>> Start PROVIDED DATA
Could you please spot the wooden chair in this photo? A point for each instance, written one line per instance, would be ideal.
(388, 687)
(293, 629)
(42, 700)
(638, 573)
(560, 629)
>> End PROVIDED DATA
BRIEF
Retype every line of the listing above, changing nothing.

OUTPUT OF THE EXERCISE
Could you please spot the wooden chair in this photo? A point for each instance, written one line per instance, would be ideal.
(388, 687)
(293, 629)
(42, 700)
(638, 573)
(560, 629)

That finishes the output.